SECTION 4. Regular Meetings.  A regular meeting of the board of directors shall be held without other notice than this Bylaw immediately after, and at the same place as, the annual meeting of stockholders.  The board of directors may provide, by resolution, the time and place for the holding of additional regular meetings without other notice than such resolution.

SECTION 5. Special Meetings.  Special meetings of the board of directors may be called by or at the request of the chairman of the board or the president, or by one-third of the directors.  The persons authorized to call special meetings of the board of directors may fix any place in the State of California as the place for holding any special meeting of the board of directors called by such persons.

Members of the board of directors may participate in special meetings by means of conference telephone or similar communications equipment by which all persons participating in the meeting can hear each other.  Such participation shall constitute presence in person.

Goal:
Resume the bylaws on board meetings after their last sentence, writing the next part in the same style.

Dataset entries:
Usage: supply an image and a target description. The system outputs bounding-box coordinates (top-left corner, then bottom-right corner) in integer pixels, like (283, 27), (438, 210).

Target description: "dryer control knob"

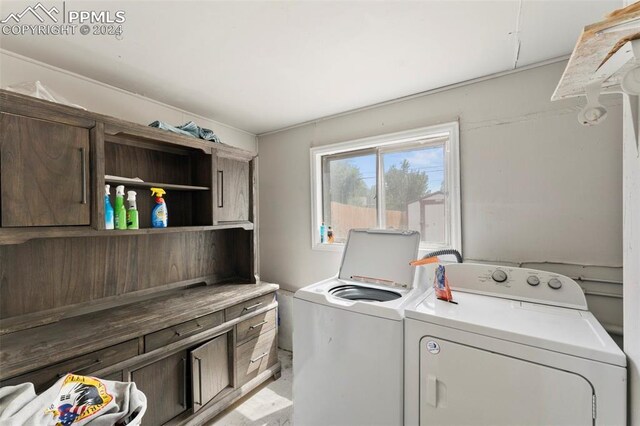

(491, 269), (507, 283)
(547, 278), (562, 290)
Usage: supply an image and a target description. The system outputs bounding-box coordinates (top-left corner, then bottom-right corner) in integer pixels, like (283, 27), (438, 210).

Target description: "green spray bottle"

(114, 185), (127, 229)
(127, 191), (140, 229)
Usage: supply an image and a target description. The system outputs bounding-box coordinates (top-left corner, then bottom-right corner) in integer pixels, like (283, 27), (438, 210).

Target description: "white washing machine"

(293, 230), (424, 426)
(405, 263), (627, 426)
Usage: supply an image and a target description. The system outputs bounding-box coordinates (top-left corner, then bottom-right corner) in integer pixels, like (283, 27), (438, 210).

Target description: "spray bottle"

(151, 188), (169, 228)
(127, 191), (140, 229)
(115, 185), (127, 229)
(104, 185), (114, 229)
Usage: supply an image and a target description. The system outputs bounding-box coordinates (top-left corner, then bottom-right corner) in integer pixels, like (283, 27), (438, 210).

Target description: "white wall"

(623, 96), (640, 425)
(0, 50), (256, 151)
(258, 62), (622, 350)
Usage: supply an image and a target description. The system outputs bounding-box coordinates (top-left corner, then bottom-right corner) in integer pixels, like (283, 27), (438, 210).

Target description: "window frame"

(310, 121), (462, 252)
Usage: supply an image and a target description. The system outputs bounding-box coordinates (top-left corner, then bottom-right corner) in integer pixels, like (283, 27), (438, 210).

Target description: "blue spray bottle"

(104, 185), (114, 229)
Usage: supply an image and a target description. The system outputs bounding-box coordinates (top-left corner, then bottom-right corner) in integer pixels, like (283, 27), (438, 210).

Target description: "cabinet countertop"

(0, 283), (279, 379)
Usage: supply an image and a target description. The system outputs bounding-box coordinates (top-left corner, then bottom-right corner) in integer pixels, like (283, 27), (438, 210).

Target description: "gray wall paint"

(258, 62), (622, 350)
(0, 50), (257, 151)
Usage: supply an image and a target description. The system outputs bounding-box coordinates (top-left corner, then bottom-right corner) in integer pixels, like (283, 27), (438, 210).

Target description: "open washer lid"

Answer to this exercise:
SECTION 6. Notice.  Written notice of any special meeting shall be given to each director at least two days previous thereto delivered personally or by telegram or at least five days previous thereto delivered by mail at the address at which the director is most likely to be reached.  Such notice shall be deemed to be delivered when deposited in the United States mail so addressed, with postage thereon prepaid if mailed or when delivered to the telegraph company if sent by telegram.  Any director may waive notice of any meeting by a writing filed with the secretary.  The attendance of a director at a meeting shall constitute a waiver of notice of such meeting, except where a director attends a meeting for the express purpose of objecting to the transaction of any business because the meeting is not lawfully called or convened.  Neither the business to be transacted at, nor the purpose of, any meeting of the board of directors need be specified in the notice or waiver of notice of such meeting.

SECTION 7. Quorum.  A majority of the number of directors fixed by Section 2 of this Article III shall constitute a quorum for the transaction of business at any meeting of the board of directors, but if less than such majority is present at a meeting, a majority of the directors present may adjourn the meeting from time to time.  Notice of any adjourned meeting shall be given in the same manner as prescribed by Section 6 of this Article III.

SECTION 8. Manner of Acting.  The act of the majority of the directors present at a meeting at which a quorum is present shall be the act of the board of directors, unless a greater number is prescribed by these Bylaws, the Certificate of Incorporation, or the laws of Delaware.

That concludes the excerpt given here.